Estratto del documento ::
►
Attacco al made in Italy All’Onu la partita finale
Lunedì la decisione su etichette e nuove tasse Centinaio: «Gravissimo» Sul tavolo tre mozioni In queste ore Brasile, Italia e Messico stanno trattando
Sono ore decisive per il futuro del made in Italy del food. Il senso di urgenza è riassunto bene dalle parole del ministro dell’Agricoltura Gian Marco Centinaio: «E’ gravissimo quello che sta succedendo contro il nostro Paese». All’Onu al momento si è al tutti contro tutti sulla nuova risoluzione sullo sviluppo sostenibile presentata dai sette paesi del gruppo Foreign Policy and Global Health (Brasile, Francia, Norvegia, Indonesia, Sudafrica, Thailandia e Senegal) che, tra le altre cose, al paragrafo 7 ripropone la proposta dell’Oms di introdurre tasse, etichette di alert come quelle delle sigarette, e restrizioni nelle politiche di marketing su «cibi e bevande non salutari». Cibi non salutari che, secondo i tecnici dell’Organizzazione mondiale della sanità, sono quelli che superano determinate soglie di sale, grassi e zuccheri. Un’indicazione che penalizza in maniera sostanziale tutte le eccellenze alimentari italiane - olio extra vergine d’oliva, prosciutto, formaggi, pasta, vini, dolci e così via. Mentre favorisce i prodotti ritoccati in laboratorio con la chimica dalle Big Pharma e dalle multinazionali del food che sostengono l’Oms.
◄
Istruzioni del compito ::
Riprenda il testo sul made in Italy all'Onu e lo prosegua dopo l'ultima frase riportata. Le righe riportate di seguito costituiscono materiale a sé, distinto dal testo sul made in Italy all'Onu.

Materiale di studio ::
►
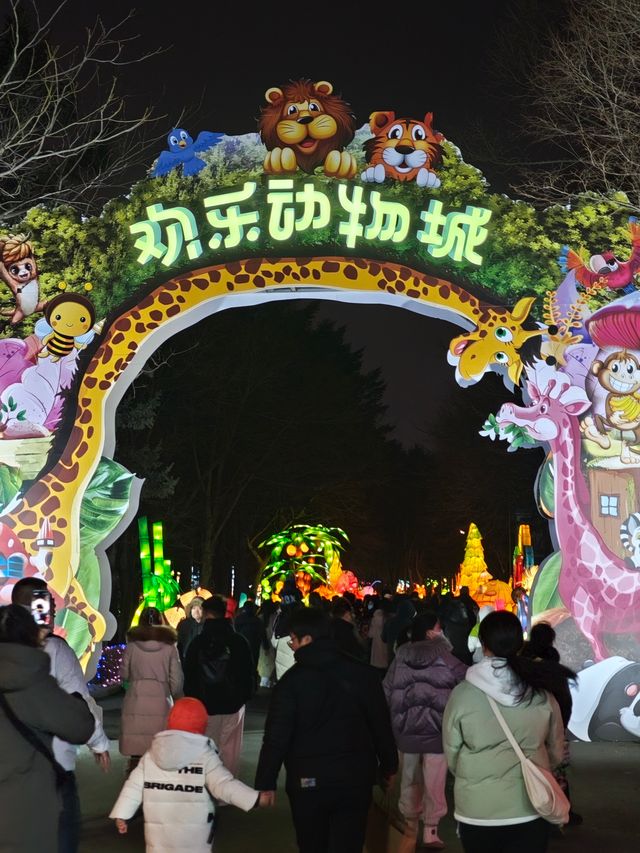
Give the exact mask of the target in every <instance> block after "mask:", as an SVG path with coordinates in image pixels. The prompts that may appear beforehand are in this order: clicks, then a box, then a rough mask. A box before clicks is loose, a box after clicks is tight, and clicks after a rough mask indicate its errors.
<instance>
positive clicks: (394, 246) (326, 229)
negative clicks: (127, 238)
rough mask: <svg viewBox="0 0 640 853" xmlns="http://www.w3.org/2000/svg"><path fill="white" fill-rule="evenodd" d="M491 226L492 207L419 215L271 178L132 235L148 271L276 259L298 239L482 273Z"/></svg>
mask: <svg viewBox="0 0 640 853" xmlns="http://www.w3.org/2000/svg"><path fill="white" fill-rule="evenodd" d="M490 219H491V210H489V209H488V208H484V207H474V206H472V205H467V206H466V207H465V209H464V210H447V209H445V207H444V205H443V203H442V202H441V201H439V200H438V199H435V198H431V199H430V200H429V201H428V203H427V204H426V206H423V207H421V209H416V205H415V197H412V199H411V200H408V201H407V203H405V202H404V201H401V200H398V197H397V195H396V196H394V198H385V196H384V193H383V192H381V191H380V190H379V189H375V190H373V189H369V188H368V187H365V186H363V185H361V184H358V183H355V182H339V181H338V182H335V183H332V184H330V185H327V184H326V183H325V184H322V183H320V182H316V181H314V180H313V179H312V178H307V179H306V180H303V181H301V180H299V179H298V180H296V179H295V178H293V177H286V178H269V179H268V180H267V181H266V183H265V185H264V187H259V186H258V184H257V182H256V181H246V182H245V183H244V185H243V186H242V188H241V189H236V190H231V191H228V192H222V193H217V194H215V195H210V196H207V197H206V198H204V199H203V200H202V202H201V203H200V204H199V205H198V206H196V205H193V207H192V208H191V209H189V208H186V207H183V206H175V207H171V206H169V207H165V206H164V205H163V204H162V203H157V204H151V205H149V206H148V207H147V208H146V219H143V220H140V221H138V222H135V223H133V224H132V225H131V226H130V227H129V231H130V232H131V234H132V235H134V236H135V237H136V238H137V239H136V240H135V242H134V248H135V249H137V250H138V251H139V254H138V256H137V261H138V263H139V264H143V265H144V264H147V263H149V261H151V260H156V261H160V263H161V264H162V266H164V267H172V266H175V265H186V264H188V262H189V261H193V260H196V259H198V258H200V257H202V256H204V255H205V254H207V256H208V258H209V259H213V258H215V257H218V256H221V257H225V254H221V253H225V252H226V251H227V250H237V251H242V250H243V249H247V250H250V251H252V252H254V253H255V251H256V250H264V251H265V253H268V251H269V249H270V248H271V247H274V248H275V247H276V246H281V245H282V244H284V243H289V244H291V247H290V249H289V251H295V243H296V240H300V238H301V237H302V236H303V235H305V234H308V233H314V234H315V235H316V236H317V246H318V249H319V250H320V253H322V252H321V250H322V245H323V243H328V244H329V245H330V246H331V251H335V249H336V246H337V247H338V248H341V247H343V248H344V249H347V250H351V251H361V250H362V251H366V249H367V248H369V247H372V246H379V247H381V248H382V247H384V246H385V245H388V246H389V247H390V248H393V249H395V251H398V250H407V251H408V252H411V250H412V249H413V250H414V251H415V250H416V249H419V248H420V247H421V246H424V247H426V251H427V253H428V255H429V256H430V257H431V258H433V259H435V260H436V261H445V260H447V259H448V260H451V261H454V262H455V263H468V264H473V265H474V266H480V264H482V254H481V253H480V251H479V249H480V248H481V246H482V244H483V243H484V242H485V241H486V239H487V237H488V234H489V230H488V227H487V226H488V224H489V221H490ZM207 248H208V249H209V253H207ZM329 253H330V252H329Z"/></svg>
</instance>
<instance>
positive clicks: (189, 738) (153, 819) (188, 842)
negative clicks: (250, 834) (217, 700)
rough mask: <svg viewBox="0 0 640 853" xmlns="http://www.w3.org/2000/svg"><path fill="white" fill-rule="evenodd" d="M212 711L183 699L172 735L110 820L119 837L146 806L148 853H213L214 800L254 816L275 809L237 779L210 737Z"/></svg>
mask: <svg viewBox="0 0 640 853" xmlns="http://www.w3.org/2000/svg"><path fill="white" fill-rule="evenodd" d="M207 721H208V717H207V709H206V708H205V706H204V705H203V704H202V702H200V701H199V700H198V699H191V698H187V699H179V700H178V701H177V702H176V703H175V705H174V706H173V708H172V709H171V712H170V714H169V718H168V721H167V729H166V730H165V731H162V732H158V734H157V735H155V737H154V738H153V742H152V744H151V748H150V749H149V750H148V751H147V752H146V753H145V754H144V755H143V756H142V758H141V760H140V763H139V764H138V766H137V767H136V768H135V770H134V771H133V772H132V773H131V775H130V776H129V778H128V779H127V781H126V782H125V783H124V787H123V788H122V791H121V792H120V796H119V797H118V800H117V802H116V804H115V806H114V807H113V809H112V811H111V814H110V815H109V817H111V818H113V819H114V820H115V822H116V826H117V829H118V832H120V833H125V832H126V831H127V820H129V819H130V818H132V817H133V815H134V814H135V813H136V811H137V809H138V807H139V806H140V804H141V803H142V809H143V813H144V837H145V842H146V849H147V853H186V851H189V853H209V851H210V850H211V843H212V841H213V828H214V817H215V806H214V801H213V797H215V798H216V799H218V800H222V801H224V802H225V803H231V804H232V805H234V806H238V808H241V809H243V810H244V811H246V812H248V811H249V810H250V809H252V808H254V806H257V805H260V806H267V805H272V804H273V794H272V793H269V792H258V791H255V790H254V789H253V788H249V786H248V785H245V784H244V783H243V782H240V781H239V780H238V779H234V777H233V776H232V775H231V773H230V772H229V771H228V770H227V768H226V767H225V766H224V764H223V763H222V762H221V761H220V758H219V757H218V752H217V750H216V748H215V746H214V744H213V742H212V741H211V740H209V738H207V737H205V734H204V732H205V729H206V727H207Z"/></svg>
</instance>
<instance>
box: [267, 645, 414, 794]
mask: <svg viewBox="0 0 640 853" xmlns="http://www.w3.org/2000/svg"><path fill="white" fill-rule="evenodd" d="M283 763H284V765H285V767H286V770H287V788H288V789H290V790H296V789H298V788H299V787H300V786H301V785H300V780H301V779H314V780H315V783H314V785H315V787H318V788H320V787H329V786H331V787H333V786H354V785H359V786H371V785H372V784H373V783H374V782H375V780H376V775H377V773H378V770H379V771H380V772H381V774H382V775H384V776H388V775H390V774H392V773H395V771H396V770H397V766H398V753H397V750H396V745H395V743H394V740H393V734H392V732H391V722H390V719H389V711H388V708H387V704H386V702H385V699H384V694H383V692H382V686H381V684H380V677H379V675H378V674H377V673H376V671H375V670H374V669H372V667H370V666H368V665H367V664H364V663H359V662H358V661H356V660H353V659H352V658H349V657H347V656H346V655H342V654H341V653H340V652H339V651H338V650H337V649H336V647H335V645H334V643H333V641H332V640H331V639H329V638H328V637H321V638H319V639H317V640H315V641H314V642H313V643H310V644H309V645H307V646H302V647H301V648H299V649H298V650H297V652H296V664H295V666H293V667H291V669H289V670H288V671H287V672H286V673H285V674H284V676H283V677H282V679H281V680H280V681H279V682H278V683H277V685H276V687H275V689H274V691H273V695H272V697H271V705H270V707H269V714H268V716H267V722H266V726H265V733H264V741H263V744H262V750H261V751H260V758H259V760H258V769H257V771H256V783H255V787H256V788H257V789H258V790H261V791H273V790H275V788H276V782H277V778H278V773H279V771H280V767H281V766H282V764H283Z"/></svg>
◄
►
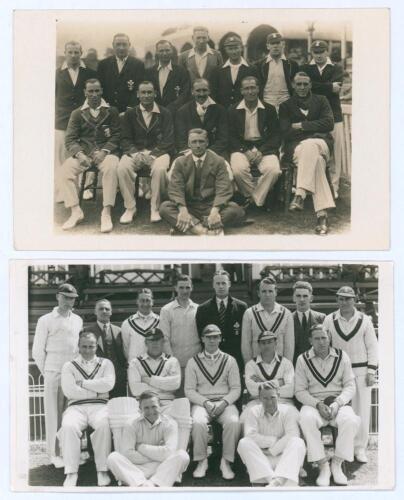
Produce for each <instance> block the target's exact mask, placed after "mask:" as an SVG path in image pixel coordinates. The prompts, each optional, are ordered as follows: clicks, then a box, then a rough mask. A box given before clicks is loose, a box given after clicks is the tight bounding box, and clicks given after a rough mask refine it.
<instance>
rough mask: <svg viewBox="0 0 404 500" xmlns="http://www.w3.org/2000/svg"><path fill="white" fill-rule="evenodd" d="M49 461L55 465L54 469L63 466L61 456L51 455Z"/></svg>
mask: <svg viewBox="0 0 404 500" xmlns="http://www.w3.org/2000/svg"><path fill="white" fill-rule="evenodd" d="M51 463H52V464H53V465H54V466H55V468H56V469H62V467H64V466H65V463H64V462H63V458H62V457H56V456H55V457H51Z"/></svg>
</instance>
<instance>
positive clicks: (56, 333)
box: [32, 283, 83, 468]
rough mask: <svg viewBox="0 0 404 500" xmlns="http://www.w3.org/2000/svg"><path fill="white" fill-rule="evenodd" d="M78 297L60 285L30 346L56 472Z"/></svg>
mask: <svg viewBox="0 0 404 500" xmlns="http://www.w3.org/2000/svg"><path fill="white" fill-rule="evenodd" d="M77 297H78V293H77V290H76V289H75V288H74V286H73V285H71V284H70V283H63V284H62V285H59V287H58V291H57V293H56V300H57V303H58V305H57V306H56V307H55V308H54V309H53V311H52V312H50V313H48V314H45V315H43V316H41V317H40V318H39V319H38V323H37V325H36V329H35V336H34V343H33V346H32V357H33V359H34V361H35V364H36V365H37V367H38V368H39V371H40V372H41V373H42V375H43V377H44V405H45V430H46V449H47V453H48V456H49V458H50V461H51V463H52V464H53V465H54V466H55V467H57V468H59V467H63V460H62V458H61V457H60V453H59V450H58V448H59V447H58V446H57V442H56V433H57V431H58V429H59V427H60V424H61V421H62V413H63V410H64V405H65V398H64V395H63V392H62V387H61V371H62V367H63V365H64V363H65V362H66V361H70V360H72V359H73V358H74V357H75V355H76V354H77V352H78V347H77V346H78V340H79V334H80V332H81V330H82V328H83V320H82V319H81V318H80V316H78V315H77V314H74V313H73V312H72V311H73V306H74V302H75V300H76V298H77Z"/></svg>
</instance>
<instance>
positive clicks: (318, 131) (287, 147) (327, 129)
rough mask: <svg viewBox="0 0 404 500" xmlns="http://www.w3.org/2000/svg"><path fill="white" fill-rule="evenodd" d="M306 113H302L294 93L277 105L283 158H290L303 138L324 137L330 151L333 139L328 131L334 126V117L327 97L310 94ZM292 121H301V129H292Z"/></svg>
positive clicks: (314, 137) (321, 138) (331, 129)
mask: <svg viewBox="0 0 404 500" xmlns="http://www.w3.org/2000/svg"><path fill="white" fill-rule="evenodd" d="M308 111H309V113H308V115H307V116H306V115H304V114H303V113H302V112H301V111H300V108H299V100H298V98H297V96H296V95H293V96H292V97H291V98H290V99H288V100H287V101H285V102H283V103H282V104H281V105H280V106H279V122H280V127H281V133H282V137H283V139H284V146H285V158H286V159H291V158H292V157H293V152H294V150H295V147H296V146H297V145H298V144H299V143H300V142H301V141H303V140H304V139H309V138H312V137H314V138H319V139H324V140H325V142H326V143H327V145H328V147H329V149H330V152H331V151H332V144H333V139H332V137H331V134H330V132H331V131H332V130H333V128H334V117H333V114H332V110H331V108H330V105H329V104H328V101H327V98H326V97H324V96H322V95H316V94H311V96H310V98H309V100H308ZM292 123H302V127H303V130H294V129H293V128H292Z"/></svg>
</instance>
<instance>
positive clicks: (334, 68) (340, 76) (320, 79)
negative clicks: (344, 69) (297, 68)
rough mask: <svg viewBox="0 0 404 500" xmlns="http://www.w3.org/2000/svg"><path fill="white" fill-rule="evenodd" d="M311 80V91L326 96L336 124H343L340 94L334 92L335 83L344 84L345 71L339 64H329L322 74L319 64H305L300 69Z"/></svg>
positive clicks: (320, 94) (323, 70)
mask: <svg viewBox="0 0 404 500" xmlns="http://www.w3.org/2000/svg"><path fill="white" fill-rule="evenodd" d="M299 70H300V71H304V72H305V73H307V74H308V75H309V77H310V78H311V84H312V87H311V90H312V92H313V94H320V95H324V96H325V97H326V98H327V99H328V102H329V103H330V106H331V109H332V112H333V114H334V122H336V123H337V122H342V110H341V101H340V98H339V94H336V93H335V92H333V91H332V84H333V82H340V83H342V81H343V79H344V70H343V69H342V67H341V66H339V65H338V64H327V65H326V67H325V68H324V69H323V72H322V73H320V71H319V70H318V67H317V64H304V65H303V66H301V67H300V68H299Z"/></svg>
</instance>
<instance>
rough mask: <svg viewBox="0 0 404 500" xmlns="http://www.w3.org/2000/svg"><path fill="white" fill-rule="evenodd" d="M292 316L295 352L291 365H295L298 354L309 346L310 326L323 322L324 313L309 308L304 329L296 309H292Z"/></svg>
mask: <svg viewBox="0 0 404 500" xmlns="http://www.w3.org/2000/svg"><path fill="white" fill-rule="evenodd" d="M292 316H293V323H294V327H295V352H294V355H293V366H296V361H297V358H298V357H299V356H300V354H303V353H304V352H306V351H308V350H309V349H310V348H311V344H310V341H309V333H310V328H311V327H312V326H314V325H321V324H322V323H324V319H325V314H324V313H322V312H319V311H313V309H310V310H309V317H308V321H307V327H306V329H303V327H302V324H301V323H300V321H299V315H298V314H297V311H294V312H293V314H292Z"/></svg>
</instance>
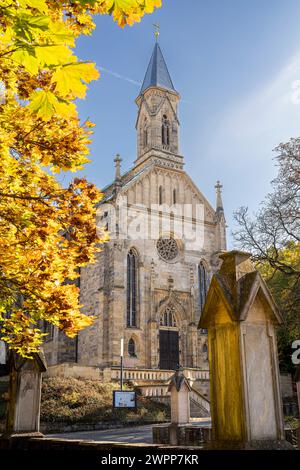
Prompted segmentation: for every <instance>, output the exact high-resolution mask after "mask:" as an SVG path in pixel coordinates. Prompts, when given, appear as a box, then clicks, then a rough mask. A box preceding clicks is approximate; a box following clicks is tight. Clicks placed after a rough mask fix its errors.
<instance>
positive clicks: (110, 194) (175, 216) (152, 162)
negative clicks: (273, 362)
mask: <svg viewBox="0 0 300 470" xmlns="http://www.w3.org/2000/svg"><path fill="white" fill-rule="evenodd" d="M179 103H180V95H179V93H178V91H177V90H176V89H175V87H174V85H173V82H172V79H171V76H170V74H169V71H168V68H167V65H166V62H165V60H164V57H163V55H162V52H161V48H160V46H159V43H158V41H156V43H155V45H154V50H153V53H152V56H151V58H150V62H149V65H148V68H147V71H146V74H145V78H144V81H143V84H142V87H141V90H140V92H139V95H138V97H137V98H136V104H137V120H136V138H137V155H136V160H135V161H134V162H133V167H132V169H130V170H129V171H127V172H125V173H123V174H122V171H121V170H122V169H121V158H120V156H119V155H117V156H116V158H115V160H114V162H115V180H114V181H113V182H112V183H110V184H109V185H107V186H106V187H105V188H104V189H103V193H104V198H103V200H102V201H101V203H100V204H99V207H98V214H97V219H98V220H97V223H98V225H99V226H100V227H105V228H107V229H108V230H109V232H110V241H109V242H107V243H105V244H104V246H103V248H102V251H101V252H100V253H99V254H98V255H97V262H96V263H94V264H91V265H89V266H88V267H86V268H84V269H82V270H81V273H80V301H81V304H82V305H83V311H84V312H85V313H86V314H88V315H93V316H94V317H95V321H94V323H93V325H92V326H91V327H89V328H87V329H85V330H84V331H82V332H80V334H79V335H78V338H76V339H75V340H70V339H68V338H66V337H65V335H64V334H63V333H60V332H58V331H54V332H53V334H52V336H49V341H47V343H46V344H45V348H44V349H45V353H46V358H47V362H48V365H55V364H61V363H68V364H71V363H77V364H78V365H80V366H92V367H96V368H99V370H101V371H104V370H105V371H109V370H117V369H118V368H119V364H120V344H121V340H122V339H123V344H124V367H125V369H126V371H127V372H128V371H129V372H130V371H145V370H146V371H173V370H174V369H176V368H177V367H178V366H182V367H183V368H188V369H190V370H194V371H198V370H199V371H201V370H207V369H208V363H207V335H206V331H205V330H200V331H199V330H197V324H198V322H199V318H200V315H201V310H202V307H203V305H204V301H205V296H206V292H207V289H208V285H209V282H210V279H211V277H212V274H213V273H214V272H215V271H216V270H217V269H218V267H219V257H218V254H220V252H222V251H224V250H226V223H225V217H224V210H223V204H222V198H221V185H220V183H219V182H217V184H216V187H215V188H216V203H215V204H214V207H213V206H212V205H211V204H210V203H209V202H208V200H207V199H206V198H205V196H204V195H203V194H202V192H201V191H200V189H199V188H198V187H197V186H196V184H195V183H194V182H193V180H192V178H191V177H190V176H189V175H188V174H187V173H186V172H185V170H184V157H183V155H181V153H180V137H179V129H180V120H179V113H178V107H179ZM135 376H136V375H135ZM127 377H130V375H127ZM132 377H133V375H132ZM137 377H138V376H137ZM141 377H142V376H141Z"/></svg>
◄
Risposta al compito ::
Alla Seconda commissione dell’Assemblea generale in queste settimane sono state presentate sei mozioni sul tema. Ne sono rimaste sul tavolo tre: quella originaria, una messicana che riconosce la decisione dei capi di stato e di governo del 27 settembre al vertice Onu sulle malattie non trasmissibili in linea con la posizione europea e italiana, e un’altra dell’Ecuador ancora più radicale dell’originaria, favorita dal fatto che il paese sudamericano in questo momento ha la presidenza di turno dell’Assemblea generale.
Il termine ultimo per chiudere il negoziato è lunedì: ci vogliono 48 ore di tempo per le traduzioni nelle sei lingue ufficiali, più altre 48 ore per la trafila burocratica prima che la mozione sia sottoposta all’Assemblea generale il 13 dicembre.
In queste ore Brasile, Italia e Messico stanno negoziando per cercare un accordo sul linguaggio del paragrafo 7 ed evitare di andare al voto. Questa è la speranza per l’Italia, ma sembra difficile arrivare a un’intesa: l’ambasciatore brasiliano è poco presente e la giovane diplomatica che conduce i negoziati sembra prendere istruzioni dal ministero della Salute brasiliano, dominato da esponenti fortemente ideologizzati legati all’Oms.
Se non si troverà una convergenza, dunque, si andrà al voto sulla mozione originaria. E lì può succedere di tutto perché ogni paese ha un voto. Se la proposta originaria dovesse passare, tutti i paesi Onu sarebbero legittimati ad approvare leggi nazionali che sarebbero fortemente penalizzanti per l’export agroalimentare italiano: 41 miliardi di euro l’anno, con un trend in crescita. Sarebbe la morte per il made in Italy Dop e Igp, dei piccoli produttori e delle materie prime di qualità. A scapito del cibo di plastica, costruito in laboratorio, tanto di moda negli Stati Uniti – il latte con le vitamine, la farina con gli additivi - paese dove l’obesità è un vero problema sanitario, a differenza dell’Italia, presa a modello dagli scienziati in tutto il mondo per la sua dieta mediterranea.
I negoziati sono in corso. Per l’Italia la trattativa è seguita in prima persona dall’ambasciatrice all’Onu Mariangela Zappia, che nelle scorse settimane ha potuto contare anche sul sostegno dell’inviato speciale del governo, l’ambasciatore Gianberto De Vito, specializzato nelle questioni agroalimentari, che già aveva seguito i negoziati in settembre.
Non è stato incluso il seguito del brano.